**Aim**
Write out all the entries word for word, but skip any images.

**Records**
•••••
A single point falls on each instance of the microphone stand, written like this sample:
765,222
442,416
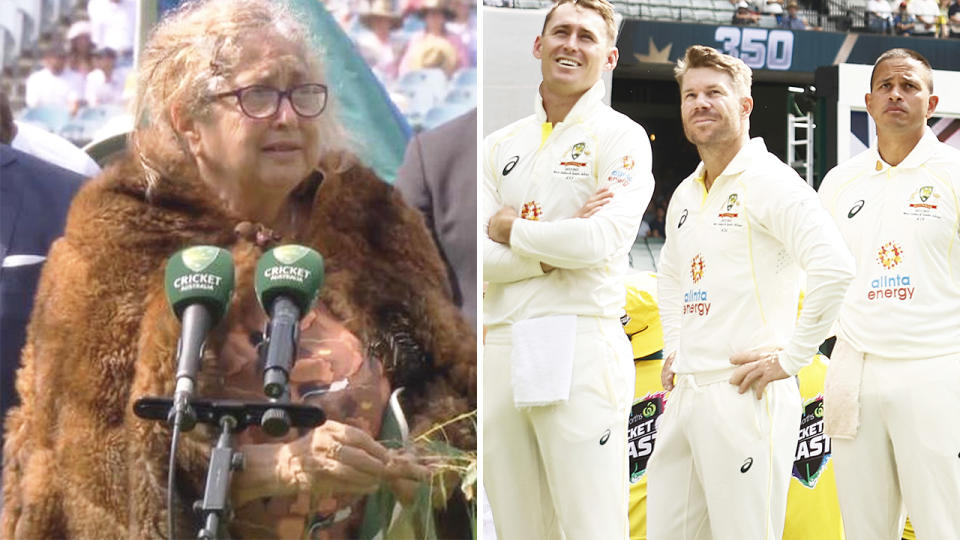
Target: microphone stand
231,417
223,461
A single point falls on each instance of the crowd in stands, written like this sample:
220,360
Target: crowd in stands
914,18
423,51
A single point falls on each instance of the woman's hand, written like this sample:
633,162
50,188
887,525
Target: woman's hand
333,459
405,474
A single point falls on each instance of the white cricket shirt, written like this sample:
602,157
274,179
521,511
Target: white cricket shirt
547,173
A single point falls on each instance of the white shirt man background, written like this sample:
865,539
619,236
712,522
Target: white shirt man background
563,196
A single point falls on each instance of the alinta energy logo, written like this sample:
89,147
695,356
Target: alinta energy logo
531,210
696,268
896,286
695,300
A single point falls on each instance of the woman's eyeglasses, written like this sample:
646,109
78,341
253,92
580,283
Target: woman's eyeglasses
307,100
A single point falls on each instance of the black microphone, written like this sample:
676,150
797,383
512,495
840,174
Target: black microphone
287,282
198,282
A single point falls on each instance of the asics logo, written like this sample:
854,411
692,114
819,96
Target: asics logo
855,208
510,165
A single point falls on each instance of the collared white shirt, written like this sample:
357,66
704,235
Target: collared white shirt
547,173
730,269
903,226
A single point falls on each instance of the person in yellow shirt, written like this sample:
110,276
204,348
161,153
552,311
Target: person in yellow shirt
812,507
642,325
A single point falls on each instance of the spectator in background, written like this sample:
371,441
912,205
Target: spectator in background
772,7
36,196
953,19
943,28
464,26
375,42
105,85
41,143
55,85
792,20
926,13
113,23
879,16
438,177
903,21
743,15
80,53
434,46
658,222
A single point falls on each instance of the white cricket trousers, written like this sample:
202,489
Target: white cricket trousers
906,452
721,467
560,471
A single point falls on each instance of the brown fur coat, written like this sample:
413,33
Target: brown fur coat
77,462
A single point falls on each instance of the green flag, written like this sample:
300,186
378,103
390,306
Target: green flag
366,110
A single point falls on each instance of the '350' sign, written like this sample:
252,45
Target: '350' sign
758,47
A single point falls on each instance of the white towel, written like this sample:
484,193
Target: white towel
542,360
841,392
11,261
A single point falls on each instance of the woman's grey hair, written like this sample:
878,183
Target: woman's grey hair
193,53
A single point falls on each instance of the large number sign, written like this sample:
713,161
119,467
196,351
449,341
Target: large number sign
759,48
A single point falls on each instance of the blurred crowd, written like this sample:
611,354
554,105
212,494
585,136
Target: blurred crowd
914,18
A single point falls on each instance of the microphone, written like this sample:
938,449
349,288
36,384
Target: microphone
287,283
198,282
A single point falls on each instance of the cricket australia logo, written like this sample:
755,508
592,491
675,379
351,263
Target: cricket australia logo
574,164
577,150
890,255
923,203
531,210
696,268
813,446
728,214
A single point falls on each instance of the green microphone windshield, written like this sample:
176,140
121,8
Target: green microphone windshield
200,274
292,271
•••••
**Task result**
A single point falls on each instance of the microphone stand, written like this sample:
765,222
442,416
Target: microphone stand
231,417
223,461
A single point falls on each instance of the crowd in stands, written like this sample:
220,360
Target: crowd in stands
914,18
423,51
A single point falls on each instance of the woman's hand, written like this sample:
633,162
50,188
887,525
Target: woman's hand
333,459
405,474
A single point falls on each instance of the white cricket shirt, written like this sample:
602,157
274,179
521,511
Target: white cricket shirt
547,173
A single point falls on each instance of the white shirt man background, written like this sample:
865,539
619,236
712,522
Target: white shirt man background
563,196
A single point falls on each instance of the alinta energy logo, written like this sample:
89,147
695,356
Target: alinta energy logo
531,210
696,268
896,286
695,300
A single point falls on each instance of the woman's eyeglasses, written like this sample:
646,109
78,341
253,92
580,283
Target: woman's eyeglasses
307,100
A single point falls on each instance of the black microphone, written like this sample:
676,150
797,383
512,495
840,174
Target: black microphone
287,282
198,282
A single point falls on each instance of the asics logo, written like this sample:
854,411
692,114
819,96
Target: asics logo
855,208
510,165
A single point falls on each instance of the collared white shirt, written like this sample:
357,66
704,235
Target: collared white shirt
547,173
730,269
903,226
A single point falls on each instance of the person in yellow shirt, written like this sample:
110,276
204,348
161,153
552,311
Target: person in yellow shirt
812,507
642,325
A single point falls on each instance of the spectator in background, written like this sample:
371,441
912,205
Target: spectator in background
772,7
36,196
953,19
943,28
464,26
375,42
105,85
41,143
55,85
792,20
926,13
113,23
879,16
438,177
903,21
743,15
80,53
434,46
658,222
A single point falls on each instance of the white cricket trousers, written like this sample:
202,489
Target: white cricket trousers
906,452
721,467
560,471
A single point falls on each instance of the brown fur coat, written like this sample:
413,33
Target: brown fur coat
77,462
A single point falls on each instance of the green flag, written like this sample:
300,186
378,103
390,306
Target: green flag
366,110
A single point falls on each instance of the '350' sign, written like this sample:
252,45
Target: '350' sign
758,47
A single point falls on each instance of the white towel, written like this sample:
484,193
Target: white towel
542,360
841,392
11,261
A single point falls on each instance of the woman's grey hair, written like this sample:
878,183
Target: woman's grey hair
193,53
A single point falls on each instance of the large number sign, written like this sample:
713,161
119,467
196,351
449,341
Target: large number sign
759,48
A single point falls on each instance of the blurred crowd, written like this sample:
611,354
554,105
212,494
585,136
Target: blurred crowd
914,18
A single point falls on each instance of the microphone, written like this sample:
938,449
349,288
36,384
Target: microphone
287,283
198,282
A single point falls on each instance of the cricket australia logo, written like this sample:
755,508
592,491
675,379
351,263
Target: cricket australia logo
574,164
577,150
890,255
923,203
531,210
696,268
813,446
728,214
A single point falls on each instance of the green microphone windshield, written like this sample:
176,140
121,8
Target: green microphone windshield
200,274
292,271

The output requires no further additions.